**Passage provided:**
○ ○ ○

My usual ball of choice had more to do with tennis than crystal but I have been asked by the lovely team at Law Express to gaze into the crystal to see what Brexit has in store for EU employees.
Last month I pondered what Brexit might mean for citizens of other EU countries (and Frenchie dogs). Over the past couple of weeks the fog has perhaps started to lift with announcements about the UK and the EU having a transition period of around two years between leaving in March 2019 and beginning the new trading relationship.
In this transition period things would stay pretty much the same as they are now. The UK would continue to abide by EU rules, including the jurisdiction of the European Court of Justice, and continue to allow free movement. The only difference would be that from 29 March 2019, all new EU arrivals will be registered.
It is also suggested that legal protections for EU citizens living in the UK be written into the exit treaty, although there are many details to be ironed out.

○ ○ ○

(Data entries)

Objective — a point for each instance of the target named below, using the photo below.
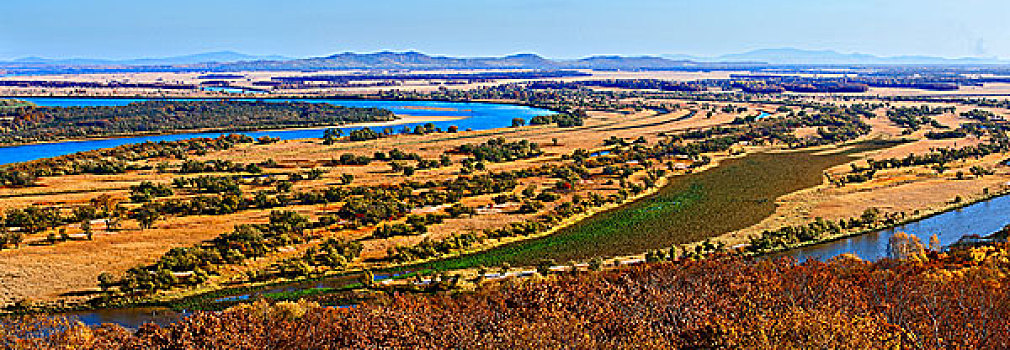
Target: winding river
(981, 218)
(476, 116)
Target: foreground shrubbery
(928, 301)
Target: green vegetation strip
(737, 194)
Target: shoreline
(399, 121)
(908, 220)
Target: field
(640, 170)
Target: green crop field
(737, 194)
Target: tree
(86, 227)
(106, 280)
(146, 217)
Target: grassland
(736, 194)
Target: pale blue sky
(556, 28)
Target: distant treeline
(474, 77)
(636, 84)
(33, 123)
(94, 85)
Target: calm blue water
(981, 218)
(477, 116)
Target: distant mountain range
(788, 55)
(229, 61)
(418, 61)
(205, 57)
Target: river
(982, 218)
(476, 116)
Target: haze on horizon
(553, 28)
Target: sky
(553, 28)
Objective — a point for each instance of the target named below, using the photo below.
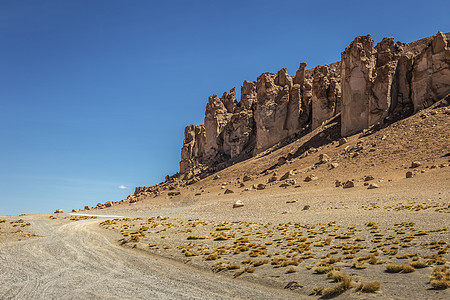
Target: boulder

○ ○ ○

**The problem:**
According to the text on Brexit, what would be the only difference during the transition period from 29 March 2019? Base your answer on the text alone, not on the lines.

**Response for this exercise:**
All new EU arrivals would be registered.